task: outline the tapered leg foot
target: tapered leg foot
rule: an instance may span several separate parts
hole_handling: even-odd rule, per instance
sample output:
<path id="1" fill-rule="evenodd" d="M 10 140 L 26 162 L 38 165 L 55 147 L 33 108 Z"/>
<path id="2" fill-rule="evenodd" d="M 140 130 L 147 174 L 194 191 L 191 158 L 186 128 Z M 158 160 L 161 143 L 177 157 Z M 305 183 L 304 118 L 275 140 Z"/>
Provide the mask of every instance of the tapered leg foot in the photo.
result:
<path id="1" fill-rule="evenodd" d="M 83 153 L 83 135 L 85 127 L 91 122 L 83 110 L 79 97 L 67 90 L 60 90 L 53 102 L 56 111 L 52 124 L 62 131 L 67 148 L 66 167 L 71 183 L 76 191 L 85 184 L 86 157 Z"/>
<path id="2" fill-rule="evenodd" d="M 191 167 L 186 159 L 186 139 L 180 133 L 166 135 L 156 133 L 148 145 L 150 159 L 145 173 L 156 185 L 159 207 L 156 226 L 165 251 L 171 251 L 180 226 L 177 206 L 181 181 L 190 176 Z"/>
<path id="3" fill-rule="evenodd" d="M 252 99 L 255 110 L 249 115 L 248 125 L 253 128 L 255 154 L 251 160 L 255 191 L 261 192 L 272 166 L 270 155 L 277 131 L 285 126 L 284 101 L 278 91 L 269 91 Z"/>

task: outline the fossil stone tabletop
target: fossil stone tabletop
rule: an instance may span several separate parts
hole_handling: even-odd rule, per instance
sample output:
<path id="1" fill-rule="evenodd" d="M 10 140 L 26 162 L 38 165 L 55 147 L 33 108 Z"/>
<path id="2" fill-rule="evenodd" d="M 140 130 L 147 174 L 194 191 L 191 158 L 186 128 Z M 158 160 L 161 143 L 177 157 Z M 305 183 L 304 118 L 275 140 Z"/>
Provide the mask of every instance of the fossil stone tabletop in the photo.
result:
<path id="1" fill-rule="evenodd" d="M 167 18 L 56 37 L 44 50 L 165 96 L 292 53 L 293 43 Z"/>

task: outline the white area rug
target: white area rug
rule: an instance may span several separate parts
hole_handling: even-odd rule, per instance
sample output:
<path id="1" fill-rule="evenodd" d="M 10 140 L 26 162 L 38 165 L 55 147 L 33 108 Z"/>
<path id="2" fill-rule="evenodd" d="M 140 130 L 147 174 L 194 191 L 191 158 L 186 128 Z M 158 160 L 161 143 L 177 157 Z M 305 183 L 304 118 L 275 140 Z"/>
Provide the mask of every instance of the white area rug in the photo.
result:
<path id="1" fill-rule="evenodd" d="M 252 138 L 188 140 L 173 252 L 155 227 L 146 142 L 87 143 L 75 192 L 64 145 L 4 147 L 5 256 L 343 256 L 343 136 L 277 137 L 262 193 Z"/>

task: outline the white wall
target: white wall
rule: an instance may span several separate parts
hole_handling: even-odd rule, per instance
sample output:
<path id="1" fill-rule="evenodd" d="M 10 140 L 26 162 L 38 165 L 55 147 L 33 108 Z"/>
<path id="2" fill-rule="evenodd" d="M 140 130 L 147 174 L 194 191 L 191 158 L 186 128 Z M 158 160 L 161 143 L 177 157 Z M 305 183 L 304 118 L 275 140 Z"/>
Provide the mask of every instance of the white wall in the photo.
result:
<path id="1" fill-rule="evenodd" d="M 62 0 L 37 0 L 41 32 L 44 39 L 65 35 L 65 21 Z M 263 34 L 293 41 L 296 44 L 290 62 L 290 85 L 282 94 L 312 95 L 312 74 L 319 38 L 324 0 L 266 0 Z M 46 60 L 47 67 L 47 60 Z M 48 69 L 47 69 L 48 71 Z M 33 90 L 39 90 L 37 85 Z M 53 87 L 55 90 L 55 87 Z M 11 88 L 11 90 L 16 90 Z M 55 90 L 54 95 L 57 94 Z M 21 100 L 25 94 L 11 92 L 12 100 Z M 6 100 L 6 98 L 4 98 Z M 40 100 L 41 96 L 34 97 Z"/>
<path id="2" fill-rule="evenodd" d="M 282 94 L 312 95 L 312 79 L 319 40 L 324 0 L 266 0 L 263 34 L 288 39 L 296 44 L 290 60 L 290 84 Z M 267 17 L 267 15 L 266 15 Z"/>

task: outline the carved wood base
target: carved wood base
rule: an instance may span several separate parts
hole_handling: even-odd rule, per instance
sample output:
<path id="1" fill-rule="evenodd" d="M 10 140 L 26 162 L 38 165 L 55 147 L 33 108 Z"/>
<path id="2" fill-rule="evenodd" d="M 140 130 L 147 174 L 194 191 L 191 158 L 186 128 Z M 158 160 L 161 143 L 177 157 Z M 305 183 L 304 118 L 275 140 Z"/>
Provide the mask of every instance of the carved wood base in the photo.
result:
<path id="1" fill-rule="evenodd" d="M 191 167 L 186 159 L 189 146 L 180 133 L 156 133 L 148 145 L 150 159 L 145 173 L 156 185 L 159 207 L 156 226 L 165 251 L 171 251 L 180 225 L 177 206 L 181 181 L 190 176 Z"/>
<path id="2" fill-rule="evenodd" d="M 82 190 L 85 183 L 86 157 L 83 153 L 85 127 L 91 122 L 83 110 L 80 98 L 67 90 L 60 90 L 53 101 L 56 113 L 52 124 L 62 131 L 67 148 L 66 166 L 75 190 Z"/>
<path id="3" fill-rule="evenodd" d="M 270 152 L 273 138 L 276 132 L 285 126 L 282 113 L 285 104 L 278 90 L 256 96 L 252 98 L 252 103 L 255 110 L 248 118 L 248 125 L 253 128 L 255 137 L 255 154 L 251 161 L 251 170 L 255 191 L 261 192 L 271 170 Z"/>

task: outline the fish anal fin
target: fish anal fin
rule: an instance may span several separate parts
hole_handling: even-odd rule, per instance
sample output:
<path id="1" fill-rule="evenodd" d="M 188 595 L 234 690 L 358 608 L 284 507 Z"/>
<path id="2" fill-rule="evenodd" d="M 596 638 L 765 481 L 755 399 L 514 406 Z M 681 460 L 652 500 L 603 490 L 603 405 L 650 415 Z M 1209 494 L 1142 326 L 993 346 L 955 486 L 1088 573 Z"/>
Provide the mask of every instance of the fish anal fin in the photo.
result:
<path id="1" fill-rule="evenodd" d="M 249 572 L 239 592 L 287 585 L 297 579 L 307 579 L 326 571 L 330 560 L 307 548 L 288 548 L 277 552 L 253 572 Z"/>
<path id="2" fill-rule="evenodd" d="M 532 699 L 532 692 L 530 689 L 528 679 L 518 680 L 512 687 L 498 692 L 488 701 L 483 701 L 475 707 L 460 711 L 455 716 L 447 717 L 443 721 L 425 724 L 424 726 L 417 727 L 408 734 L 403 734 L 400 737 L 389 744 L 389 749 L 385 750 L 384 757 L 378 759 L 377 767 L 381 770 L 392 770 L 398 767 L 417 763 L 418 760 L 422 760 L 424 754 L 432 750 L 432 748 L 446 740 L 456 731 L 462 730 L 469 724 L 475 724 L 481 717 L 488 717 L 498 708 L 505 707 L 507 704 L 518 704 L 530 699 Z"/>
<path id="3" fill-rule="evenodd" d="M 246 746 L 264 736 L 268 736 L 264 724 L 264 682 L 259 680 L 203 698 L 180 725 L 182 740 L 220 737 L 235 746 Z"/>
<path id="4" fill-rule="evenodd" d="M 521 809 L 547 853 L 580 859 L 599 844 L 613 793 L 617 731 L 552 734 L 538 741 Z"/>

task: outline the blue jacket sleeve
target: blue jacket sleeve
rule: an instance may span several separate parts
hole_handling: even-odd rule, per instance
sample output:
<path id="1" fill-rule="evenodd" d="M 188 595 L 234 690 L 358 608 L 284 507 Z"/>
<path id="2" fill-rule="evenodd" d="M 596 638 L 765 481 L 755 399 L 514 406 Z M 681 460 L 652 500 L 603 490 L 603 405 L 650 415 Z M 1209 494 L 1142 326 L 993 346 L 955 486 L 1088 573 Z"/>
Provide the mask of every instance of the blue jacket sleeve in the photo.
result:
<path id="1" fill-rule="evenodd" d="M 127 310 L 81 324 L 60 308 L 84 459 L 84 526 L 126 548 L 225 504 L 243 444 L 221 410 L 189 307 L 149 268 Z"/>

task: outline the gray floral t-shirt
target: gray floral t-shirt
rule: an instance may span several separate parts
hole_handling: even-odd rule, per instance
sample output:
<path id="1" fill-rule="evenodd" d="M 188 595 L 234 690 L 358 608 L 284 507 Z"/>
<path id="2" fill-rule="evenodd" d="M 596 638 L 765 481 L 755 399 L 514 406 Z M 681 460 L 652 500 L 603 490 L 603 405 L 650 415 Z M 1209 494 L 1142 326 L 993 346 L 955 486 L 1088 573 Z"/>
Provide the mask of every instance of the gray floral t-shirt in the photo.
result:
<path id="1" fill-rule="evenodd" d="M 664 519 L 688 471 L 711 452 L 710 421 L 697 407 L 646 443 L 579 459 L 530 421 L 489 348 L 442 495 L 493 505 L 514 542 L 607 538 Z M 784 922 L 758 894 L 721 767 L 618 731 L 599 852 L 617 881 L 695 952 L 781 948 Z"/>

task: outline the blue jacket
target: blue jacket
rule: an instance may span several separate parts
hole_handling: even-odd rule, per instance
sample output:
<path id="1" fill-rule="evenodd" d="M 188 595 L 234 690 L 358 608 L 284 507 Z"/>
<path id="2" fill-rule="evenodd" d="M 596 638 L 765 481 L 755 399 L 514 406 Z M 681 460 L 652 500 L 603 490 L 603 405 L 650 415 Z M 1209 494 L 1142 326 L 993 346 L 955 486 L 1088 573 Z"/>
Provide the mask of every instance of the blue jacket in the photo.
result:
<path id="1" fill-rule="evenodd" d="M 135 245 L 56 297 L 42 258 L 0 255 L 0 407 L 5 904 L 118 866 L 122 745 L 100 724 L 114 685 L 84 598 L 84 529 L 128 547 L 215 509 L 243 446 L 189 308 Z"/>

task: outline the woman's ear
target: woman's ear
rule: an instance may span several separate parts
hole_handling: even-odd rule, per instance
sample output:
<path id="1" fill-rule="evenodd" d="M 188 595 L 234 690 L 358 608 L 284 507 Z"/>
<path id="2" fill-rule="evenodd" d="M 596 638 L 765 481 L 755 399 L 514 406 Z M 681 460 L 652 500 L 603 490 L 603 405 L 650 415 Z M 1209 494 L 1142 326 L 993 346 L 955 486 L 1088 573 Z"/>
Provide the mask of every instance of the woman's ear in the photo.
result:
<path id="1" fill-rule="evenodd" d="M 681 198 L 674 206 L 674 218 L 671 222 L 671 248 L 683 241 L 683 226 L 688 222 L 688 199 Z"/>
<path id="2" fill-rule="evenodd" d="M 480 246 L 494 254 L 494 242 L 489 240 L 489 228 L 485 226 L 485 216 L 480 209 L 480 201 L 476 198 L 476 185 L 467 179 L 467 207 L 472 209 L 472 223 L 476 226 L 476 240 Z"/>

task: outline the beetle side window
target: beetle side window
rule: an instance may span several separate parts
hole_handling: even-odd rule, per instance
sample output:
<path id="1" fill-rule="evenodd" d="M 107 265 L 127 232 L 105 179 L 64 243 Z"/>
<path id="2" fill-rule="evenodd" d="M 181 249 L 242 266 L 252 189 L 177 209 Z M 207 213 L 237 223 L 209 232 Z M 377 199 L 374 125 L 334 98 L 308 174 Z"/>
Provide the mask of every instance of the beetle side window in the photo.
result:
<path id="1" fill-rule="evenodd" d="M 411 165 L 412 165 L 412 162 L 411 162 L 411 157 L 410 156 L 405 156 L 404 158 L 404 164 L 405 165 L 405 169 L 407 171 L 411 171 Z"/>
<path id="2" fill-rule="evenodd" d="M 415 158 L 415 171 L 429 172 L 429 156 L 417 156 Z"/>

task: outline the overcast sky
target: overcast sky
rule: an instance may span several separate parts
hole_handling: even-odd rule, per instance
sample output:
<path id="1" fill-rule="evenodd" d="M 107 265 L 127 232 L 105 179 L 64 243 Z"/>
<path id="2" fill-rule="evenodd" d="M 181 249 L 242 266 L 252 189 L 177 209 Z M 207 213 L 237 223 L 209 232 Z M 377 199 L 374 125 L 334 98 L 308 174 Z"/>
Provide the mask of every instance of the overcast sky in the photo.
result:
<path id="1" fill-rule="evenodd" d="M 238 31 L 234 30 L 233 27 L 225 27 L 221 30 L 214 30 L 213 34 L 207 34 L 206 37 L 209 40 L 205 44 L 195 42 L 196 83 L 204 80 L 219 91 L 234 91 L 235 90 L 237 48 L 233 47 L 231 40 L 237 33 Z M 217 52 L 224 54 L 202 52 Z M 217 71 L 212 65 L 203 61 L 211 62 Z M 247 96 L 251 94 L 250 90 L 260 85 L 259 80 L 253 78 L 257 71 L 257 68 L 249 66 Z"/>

WORK REQUIRED:
Rewrite the stretch from the start of the data above through the line containing "167 18 L 56" as a numbered list, leaving out any blank lines.

SOLVED EXERCISE:
1. task: outline the tapered leg foot
2. target: tapered leg foot
3. rule: an instance may span several separate parts
4. hole_handling: even-odd rule, per instance
5. sample output:
6. <path id="1" fill-rule="evenodd" d="M 10 140 L 26 162 L 38 165 L 55 147 L 33 108 Z"/>
7. <path id="2" fill-rule="evenodd" d="M 140 130 L 147 174 L 194 191 L 191 158 L 186 128 Z M 158 160 L 161 143 L 177 157 Z M 305 183 L 304 118 L 275 140 Z"/>
8. Provide the mask of every instance of the tapered leg foot in the photo.
9. result:
10. <path id="1" fill-rule="evenodd" d="M 83 153 L 83 135 L 85 127 L 91 122 L 83 110 L 79 97 L 67 90 L 60 90 L 53 102 L 56 111 L 52 124 L 62 131 L 67 148 L 66 167 L 71 183 L 76 191 L 85 184 L 86 157 Z"/>
11. <path id="2" fill-rule="evenodd" d="M 191 167 L 186 159 L 186 139 L 180 133 L 166 135 L 156 133 L 148 145 L 150 159 L 145 173 L 156 185 L 159 207 L 156 226 L 165 251 L 171 251 L 180 226 L 177 206 L 181 181 L 190 176 Z"/>
12. <path id="3" fill-rule="evenodd" d="M 252 99 L 255 110 L 249 115 L 248 125 L 253 128 L 255 154 L 251 160 L 255 191 L 261 192 L 272 166 L 270 155 L 277 131 L 285 126 L 284 101 L 278 91 L 269 91 Z"/>
13. task: outline the fossil stone tabletop
14. target: fossil stone tabletop
15. rule: an instance may span several separate parts
16. hole_handling: even-odd rule, per instance
17. sample output:
18. <path id="1" fill-rule="evenodd" d="M 10 140 L 26 162 L 38 165 L 55 147 L 33 108 Z"/>
19. <path id="2" fill-rule="evenodd" d="M 140 130 L 147 174 L 194 191 L 191 158 L 186 128 Z M 158 160 L 161 143 L 177 157 Z M 305 183 L 304 118 L 275 140 Z"/>
20. Provide the mask of every instance of the fossil stone tabletop in the photo.
21. result:
22. <path id="1" fill-rule="evenodd" d="M 167 18 L 56 37 L 44 50 L 165 96 L 292 53 L 293 43 Z"/>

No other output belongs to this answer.